** Exercise directions **
Update the lines below by changing every "wooden dresser" to "wooden wardrobe" and keeping all else the same. Omit the pictures from your answer.

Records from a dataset
— Begin —

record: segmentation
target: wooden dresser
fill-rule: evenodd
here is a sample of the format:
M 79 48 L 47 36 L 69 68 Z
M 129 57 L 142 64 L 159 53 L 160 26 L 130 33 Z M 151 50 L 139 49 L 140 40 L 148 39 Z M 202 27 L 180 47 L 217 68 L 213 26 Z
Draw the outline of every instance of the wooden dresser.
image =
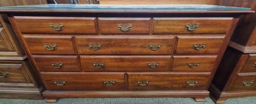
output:
M 207 90 L 240 15 L 210 5 L 2 8 L 48 102 L 70 97 L 195 98 Z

— End —

** Correct response **
record: segmentation
target: wooden wardrobe
fill-rule: evenodd
here is a sample of the format:
M 79 48 L 47 36 L 69 68 Z
M 129 57 L 142 64 L 159 53 L 160 26 L 130 33 Z M 151 50 L 139 49 L 140 40 L 148 39 Z M 202 27 L 180 47 L 217 68 L 213 26 Z
Draw the outline of every instance of the wooden wardrobe.
image =
output:
M 207 90 L 240 15 L 210 5 L 2 8 L 48 102 L 70 97 L 195 98 Z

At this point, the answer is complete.